-- begin DATA SUPPLIED --

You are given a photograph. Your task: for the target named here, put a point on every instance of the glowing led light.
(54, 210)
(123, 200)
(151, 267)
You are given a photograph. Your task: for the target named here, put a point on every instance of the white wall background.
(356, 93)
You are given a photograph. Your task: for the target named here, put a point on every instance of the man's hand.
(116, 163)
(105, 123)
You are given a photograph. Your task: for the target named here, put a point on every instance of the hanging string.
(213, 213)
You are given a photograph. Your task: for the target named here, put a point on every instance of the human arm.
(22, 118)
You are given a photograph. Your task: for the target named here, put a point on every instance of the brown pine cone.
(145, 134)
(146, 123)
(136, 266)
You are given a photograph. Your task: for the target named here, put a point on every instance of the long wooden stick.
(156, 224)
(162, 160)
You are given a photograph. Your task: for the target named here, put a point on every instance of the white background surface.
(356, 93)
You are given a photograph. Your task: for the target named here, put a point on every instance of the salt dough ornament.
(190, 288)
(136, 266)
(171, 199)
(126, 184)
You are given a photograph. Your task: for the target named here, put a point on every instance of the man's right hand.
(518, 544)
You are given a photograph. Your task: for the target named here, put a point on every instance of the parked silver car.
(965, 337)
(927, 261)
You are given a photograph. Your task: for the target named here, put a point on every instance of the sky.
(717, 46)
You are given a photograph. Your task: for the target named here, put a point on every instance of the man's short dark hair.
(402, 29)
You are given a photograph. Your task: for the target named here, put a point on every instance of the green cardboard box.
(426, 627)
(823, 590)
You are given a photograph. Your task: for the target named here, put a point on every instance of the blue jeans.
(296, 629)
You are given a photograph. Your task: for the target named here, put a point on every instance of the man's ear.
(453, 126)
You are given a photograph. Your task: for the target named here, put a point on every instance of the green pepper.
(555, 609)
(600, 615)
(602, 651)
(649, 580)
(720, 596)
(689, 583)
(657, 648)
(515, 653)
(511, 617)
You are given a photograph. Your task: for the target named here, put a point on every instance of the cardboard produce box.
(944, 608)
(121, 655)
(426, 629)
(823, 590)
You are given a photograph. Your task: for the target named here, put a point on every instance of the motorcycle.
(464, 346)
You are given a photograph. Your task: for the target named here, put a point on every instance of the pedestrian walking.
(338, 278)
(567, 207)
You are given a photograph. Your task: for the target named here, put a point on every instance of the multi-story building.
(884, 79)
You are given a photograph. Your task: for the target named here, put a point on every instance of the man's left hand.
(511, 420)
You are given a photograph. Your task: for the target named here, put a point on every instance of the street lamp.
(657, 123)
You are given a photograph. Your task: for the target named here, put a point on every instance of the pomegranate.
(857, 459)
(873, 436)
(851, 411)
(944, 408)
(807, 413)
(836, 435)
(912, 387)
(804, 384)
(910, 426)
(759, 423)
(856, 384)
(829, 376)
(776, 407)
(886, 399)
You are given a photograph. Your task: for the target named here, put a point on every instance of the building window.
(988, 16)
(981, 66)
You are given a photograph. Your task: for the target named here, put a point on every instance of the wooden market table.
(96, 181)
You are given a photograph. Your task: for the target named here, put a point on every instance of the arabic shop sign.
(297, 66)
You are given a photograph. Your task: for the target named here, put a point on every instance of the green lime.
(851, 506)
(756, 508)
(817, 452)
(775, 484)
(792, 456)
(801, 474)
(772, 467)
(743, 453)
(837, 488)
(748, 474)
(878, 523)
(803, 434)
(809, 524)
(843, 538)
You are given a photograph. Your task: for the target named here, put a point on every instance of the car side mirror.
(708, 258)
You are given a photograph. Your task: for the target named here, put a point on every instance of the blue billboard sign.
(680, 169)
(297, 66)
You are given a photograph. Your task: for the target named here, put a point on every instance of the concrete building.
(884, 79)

-- end DATA SUPPLIED --

* _AIM_: Without omitting anything, output the entries exactly.

* _RESPONSE BELOW_:
You are given a photograph. Your task: for the target named here, put a point on every instance of the glowing led light.
(54, 210)
(123, 200)
(151, 267)
You are given a photograph. Your task: for the target named here, put a point on every instance of the white wall background.
(356, 93)
You are given a photograph. Your task: for the target named here, put a point on every instance of the man's hand.
(116, 163)
(105, 123)
You are given a photograph. Your task: for the target named here, put a point on every instance of the hanging string.
(213, 213)
You are given a photograph. Your task: for the target named here, put a point on every instance of the human arm.
(22, 118)
You are given a photograph. Your task: for the target named here, put a point on every instance of the brown pine cone.
(145, 134)
(146, 123)
(136, 266)
You are given a photograph. Your task: for the target named here, put a point on every instance of the long wooden stick.
(156, 224)
(162, 160)
You are given a photograph. Your task: for the target named here, put a point on every instance of the white background surface.
(356, 93)
You are given a photograph. Your task: for the target named here, put a point on every instance of the salt dough ornament.
(190, 288)
(136, 266)
(171, 199)
(126, 184)
You are given a photograph. Your task: for the target named here, put a point on every instance of the man's right hand.
(518, 544)
You are given a photograph. Your task: for the target named here, put a point on every instance of the parked silver car.
(965, 337)
(927, 261)
You are given a photograph. Your task: for the target named here, put a point on every instance of the sky.
(717, 46)
You are given a photograph. Your task: for the target named here, put a point on every instance of the man's short dark hair.
(402, 29)
You are given a photograph. Your task: for the target named here, put a point on every instance of the green cardboard box.
(426, 627)
(823, 590)
You are given a photograph. Your task: for the target named here, put a point on every instance of the blue jeans.
(296, 629)
You are given a photograph. Your task: for the target named here, put a point on every instance of the man's ear.
(453, 126)
You are given a photograph. Your task: for the target named here, put a point on every instance of the green pepper.
(555, 609)
(600, 615)
(602, 651)
(649, 580)
(720, 596)
(689, 583)
(657, 648)
(515, 653)
(511, 617)
You are given a photograph. Your task: for the target named here, put a point on every instance of the cardboard produce box.
(944, 608)
(121, 655)
(426, 629)
(823, 590)
You are given a photograph. Your task: for the target named here, put a point on every instance of the motorcycle.
(464, 346)
You are given a photograph. Your task: for the target named here, put a point on every instance of the pedestrian walking.
(338, 278)
(567, 207)
You are given a photograph. Your task: for the target named here, put a point on every instance of the multi-story building.
(884, 79)
You are given a photograph. Your task: for the target named here, put a point on every instance of the man's left hand.
(511, 420)
You are given a photograph. Your task: for the target named here, put a point on every instance of the street lamp.
(657, 123)
You are given a photograph. Your task: for the target named here, put a point on every instance of the pomegranate.
(857, 459)
(873, 436)
(851, 411)
(944, 408)
(807, 413)
(836, 435)
(912, 387)
(804, 384)
(910, 426)
(759, 423)
(856, 384)
(829, 376)
(776, 407)
(886, 399)
You are given a photograph. Your task: for the target named here, put a point on every instance of the building window.
(988, 16)
(981, 66)
You are given a photograph. Your task: for the target named here, put a point on every instance of the wooden market table.
(96, 181)
You are given a photograph. Your task: for the target named here, put a point on every instance of the arabic shop sign.
(297, 66)
You are given a photograph. Your task: for the target named here, put a point on every instance of the green lime.
(851, 506)
(756, 508)
(817, 452)
(775, 484)
(792, 456)
(801, 474)
(772, 467)
(743, 453)
(837, 488)
(748, 474)
(878, 523)
(803, 434)
(809, 524)
(843, 538)
You are given a photograph. Your task: for the target named here, put a point on every instance of the car side mirror.
(708, 258)
You are given a photograph. Your task: for the target named here, put a point on every instance of the blue billboard sign.
(680, 169)
(297, 66)
You are given a photograph. Your task: for the target named here, put a point on every instance of the concrete building.
(884, 79)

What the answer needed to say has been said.